Excerpts from a pointing dataset:
* START *
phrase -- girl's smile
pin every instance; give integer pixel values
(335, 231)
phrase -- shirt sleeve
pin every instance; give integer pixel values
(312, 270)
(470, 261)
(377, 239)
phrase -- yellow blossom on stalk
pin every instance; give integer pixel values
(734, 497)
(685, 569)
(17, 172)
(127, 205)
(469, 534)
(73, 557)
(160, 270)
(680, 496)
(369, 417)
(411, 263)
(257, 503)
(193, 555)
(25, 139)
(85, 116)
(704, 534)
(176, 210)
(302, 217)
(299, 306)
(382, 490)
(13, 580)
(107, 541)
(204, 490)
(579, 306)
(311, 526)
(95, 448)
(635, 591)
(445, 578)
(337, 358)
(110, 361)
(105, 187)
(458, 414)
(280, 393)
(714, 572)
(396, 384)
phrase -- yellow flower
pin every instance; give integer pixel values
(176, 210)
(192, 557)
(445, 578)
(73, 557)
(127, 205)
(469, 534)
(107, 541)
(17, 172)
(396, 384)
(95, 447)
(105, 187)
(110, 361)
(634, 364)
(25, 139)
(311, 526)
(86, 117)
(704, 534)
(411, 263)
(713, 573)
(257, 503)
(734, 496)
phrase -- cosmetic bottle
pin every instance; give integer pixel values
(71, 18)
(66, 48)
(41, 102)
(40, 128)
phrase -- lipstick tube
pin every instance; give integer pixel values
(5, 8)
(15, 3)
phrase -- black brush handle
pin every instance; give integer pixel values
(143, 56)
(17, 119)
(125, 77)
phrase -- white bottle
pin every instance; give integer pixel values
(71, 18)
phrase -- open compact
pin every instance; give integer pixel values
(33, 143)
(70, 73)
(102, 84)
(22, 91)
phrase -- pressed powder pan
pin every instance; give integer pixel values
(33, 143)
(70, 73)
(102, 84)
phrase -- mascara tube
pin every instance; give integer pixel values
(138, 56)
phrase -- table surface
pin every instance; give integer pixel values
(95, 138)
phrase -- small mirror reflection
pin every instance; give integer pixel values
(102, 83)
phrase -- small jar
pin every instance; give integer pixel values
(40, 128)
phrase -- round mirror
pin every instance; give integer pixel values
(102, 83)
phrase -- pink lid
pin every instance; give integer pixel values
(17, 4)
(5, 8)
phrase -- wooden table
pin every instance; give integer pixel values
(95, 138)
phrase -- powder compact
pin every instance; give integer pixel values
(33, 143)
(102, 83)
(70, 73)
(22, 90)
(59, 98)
* END *
* START *
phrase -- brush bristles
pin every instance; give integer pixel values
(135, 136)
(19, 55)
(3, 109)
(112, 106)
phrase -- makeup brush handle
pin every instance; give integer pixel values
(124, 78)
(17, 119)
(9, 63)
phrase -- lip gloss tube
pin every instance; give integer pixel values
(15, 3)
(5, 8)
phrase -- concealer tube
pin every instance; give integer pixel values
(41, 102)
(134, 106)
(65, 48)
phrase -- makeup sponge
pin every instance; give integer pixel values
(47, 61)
* END *
* START *
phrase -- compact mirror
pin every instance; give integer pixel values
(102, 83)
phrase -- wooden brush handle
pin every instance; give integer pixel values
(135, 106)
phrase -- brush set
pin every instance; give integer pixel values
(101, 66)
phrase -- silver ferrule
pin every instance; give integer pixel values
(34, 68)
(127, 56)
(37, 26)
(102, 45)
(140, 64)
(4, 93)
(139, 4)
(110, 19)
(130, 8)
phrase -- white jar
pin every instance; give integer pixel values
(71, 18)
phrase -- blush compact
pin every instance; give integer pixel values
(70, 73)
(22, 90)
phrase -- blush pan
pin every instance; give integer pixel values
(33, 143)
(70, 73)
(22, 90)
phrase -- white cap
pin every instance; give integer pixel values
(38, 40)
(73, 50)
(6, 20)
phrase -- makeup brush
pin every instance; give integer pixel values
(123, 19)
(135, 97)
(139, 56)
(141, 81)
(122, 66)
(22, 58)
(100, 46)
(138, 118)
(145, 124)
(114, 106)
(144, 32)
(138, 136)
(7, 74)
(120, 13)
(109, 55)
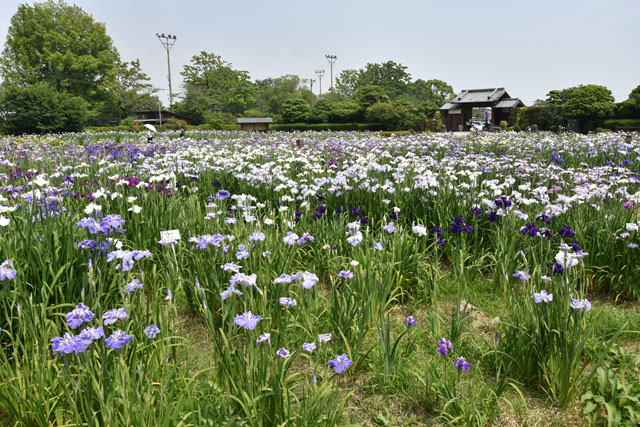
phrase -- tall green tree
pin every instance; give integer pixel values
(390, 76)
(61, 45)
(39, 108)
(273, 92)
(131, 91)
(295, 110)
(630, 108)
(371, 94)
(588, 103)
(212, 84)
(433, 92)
* END *
What this task involves: Count how many of the rows above contain the string "brush", matching case exactly, and reply with the number alone.

Output of the exercise: 6